やること
本文の一部を、一字も変えずに書き写してください。「カナダ特許登録第267875」のある語句から始めて、「ウム及びマグネシウムを含む。」まで書いたら止めます。

本文
カナダ特許登録第2678756(CA2678756 A1)には、空気及びグランドからの電気エネルギーを蓄積するキャパシタが更に開示されている。
【発明の概要】
【発明が解決しようとする課題】
【0006】
エネルギー変換のためのデバイスを製造するための方法、及び電気的な荷電粒子の改善された感受性と、改善されたエネルギー変換率とを有する該デバイスを提供することが発明の目的である。
【課題を解決するための手段】
【0007】
該目的は、請求項1に従った、電気的な荷電粒子から電気エネルギーを変換するためのデバイスにおいて達成される。
【0008】
電気的な荷電粒子から電気エネルギーを変換するためのデバイスは正の電極を含み、正の電極は、プレート形状で配置された組成物を含み、組成物は結合剤及び充填剤を含み、充填剤は結合剤を通じて分散され、充填剤は、少なくとも二酸化チタン及び活性炭の粒子を含む。
【0009】
デバイスは、プレート形状で配置された負の電極を更に含み、負の電極は金属合金を含み、金属合金はアルミニウム及びマグネシウムを含む。
【0010】
正の電極及び負の電極は、プレート形状である。正及び負の電極は、相互に対応する構造を有する。正及び負の電極は平坦であり得る。他の例では、正及び負の電極は、波形構造、円筒形、又は折り畳み構造等を有し得る。
【0011】
デバイスは、ガス透過性絶縁体を更に含む。
【0012】
正の電極、ガス透過性絶縁体、及び負の電極は積層構造に積み重ねられる。ガス透過性絶縁体は、正の電極と負の電極との間の中間層として配置される。
【0013】
絶縁された正の電極は、地表の大気から正の荷電粒子を捕捉可能である。捕捉される場合、該粒子は、正の電極からの電子と再結合される。正の電極は、これによって、正に帯電される。負荷に接続された場合、電気エネルギーは、負の電極及び正の電極から排出され得る電圧及び電流として利用可能である。こうして収集された電気エネルギーは、抵抗性負荷等の電気負荷の内の少なくとも1つにおいて使用され得、又は充電式バッテリ等の貯蔵庫に任意に貯蔵され得、電気器具においてその後使用され得る。
【0014】
一実施形態では、プレート形状の正の電極は、分極方向に横方向に静電分極され、金属合金は圧延方向に圧延され、正の電極は、負の電極の圧延方向を横切る正の分極方向を有して、負の電極に対して配置される。
【0015】
このことは、正の電極による荷電粒子を捕捉する効率を著しく増加させ、出力電圧の増加をもたらす。
【0016】
一実施形態では、結合剤は、熱硬化性樹脂を含み、該樹脂は、関連する触媒を使用して樹脂を硬化させることによって固められる。

渡された行
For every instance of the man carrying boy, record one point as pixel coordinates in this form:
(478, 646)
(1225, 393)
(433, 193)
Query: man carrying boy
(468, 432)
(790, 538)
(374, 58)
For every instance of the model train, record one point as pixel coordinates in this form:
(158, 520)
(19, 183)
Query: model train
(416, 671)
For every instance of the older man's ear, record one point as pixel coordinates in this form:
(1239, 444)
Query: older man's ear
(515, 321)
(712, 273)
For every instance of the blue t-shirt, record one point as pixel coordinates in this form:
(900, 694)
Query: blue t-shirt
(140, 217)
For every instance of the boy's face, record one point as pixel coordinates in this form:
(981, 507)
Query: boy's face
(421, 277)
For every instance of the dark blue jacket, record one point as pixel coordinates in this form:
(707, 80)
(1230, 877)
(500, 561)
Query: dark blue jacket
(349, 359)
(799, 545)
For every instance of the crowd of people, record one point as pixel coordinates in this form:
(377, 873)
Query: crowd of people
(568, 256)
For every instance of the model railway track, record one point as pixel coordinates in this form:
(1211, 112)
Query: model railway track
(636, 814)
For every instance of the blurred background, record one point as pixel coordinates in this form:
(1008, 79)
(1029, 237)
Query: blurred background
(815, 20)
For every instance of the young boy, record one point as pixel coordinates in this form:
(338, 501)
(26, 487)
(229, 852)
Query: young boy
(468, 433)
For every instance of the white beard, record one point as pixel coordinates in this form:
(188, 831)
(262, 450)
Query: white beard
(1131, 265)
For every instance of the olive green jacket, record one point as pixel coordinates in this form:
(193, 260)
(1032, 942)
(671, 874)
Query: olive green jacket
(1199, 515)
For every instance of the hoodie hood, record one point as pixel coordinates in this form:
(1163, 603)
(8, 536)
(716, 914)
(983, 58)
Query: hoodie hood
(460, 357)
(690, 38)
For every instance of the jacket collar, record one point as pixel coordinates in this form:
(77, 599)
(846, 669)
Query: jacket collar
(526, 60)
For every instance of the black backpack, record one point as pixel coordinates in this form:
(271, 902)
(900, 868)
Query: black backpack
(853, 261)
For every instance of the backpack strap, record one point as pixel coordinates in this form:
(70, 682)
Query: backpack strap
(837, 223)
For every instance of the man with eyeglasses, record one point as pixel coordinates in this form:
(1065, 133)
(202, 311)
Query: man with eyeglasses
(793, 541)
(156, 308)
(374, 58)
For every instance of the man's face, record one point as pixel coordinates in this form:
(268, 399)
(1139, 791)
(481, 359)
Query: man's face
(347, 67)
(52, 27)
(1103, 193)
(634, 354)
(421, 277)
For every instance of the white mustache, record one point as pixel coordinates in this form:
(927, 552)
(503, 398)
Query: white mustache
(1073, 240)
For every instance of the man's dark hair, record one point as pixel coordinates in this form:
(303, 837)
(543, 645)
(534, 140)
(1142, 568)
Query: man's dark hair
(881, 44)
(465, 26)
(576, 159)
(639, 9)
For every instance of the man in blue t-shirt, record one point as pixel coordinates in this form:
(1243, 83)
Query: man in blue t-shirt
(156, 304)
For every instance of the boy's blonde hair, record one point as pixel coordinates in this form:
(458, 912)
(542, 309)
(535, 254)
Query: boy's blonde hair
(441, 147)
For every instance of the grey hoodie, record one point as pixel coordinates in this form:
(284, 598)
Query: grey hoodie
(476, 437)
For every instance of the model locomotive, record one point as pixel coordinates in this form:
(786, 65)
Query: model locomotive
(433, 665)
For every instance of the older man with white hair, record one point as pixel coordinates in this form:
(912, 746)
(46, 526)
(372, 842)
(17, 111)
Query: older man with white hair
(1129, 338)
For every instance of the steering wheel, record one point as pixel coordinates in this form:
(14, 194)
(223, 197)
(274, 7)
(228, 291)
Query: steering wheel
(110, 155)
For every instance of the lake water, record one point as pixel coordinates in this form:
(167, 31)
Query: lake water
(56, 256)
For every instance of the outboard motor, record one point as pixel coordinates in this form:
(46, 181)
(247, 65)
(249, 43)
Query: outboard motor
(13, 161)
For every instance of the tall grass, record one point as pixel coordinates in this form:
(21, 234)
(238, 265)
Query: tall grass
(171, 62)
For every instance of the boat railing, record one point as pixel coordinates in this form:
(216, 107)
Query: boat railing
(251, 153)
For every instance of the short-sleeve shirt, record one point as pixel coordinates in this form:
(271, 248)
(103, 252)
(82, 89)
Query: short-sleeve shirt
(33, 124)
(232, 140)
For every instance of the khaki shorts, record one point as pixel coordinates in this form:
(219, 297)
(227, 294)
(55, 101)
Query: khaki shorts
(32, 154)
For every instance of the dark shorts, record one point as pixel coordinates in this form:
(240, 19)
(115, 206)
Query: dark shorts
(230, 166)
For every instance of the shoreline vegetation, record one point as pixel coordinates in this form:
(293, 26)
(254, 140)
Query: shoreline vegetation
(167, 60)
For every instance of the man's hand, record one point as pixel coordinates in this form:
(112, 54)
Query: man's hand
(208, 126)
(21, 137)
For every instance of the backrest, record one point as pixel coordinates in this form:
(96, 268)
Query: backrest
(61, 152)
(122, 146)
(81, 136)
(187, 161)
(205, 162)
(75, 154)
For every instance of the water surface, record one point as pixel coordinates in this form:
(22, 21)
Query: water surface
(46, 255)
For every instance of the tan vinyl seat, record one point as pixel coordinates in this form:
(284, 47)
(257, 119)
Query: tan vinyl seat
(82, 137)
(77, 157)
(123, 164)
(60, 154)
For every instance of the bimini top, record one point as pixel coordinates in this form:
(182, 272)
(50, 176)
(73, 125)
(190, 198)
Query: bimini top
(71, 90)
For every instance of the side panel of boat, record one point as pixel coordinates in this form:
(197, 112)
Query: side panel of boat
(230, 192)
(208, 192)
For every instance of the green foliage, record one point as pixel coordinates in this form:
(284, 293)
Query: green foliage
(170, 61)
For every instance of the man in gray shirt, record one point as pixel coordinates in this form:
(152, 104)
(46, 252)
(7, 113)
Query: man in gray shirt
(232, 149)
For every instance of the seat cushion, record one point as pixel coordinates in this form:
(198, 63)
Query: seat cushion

答え
カナダ特許登録第2678756(CA2678756 A1)には、空気及びグランドからの電気エネルギーを蓄積するキャパシタが更に開示されている。
【発明の概要】
【発明が解決しようとする課題】
【0006】
エネルギー変換のためのデバイスを製造するための方法、及び電気的な荷電粒子の改善された感受性と、改善されたエネルギー変換率とを有する該デバイスを提供することが発明の目的である。
【課題を解決するための手段】
【0007】
該目的は、請求項1に従った、電気的な荷電粒子から電気エネルギーを変換するためのデバイスにおいて達成される。
【0008】
電気的な荷電粒子から電気エネルギーを変換するためのデバイスは正の電極を含み、正の電極は、プレート形状で配置された組成物を含み、組成物は結合剤及び充填剤を含み、充填剤は結合剤を通じて分散され、充填剤は、少なくとも二酸化チタン及び活性炭の粒子を含む。
【0009】
デバイスは、プレート形状で配置された負の電極を更に含み、負の電極は金属合金を含み、金属合金はアルミニウム及びマグネシウムを含む。